Work order:
For the entries below, the expected answer is the line with "Where can you see the car seat?", the line with "Where can you see the car trunk", and every line between them, exactly as written, and nothing more.

Data excerpts:
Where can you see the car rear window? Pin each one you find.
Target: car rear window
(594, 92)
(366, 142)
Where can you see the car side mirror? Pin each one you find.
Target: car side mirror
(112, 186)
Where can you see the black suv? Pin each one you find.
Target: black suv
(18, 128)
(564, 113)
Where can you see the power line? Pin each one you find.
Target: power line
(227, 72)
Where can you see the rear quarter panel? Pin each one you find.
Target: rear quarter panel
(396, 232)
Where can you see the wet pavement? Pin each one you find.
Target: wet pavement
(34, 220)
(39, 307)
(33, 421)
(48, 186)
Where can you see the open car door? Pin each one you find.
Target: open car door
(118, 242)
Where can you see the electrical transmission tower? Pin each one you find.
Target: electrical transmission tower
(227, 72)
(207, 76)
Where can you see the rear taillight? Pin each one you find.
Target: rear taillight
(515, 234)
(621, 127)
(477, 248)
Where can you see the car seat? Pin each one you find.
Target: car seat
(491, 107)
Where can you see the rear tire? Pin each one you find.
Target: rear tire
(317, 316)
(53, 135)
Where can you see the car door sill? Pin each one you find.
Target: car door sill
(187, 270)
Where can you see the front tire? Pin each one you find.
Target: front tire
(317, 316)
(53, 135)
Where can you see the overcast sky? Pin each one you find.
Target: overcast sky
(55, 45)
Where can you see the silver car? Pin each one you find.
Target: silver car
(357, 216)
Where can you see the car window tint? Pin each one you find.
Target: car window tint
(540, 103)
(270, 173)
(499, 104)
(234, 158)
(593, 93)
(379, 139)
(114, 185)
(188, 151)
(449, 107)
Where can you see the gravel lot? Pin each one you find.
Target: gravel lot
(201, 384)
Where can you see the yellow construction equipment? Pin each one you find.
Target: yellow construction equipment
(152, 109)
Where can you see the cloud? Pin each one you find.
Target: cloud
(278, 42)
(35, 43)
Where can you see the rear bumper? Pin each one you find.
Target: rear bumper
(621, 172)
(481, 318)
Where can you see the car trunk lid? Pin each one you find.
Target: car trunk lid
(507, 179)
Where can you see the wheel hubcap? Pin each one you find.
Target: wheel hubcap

--

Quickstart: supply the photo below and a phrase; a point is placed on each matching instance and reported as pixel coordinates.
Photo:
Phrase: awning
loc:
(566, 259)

The answer:
Where can you see the car seat? Pin each one you find.
Target: car seat
(491, 107)
Where can you see the rear tire? Pin each one you find.
Target: rear tire
(317, 316)
(53, 135)
Where can you see the car door sill? Pin each one you find.
Target: car door sill
(187, 270)
Where can you see the front tire? Pin each one you find.
Target: front tire
(317, 316)
(53, 135)
Where can you see the overcast sky? Pin each one you find.
Target: overcast sky
(55, 45)
Where can you see the silver car? Pin each one you find.
Target: silver car
(357, 216)
Where can you see the car window tint? Pin each one you find.
Target: car window tint
(540, 103)
(270, 173)
(499, 104)
(234, 158)
(593, 93)
(379, 139)
(114, 185)
(188, 151)
(449, 107)
Where can you see the gravel lot? Pin each one you find.
Target: gravel lot
(201, 384)
Where can you see the yellow construction equipment? Pin each one you find.
Target: yellow construction equipment
(152, 109)
Where can you see the cloud? Pin each one you find.
Target: cloud
(278, 42)
(35, 43)
Where can you see the rear bumper? Pin each one you find.
Target: rear bumper
(621, 172)
(481, 318)
Where can you see the car trunk lid? Pin each one you find.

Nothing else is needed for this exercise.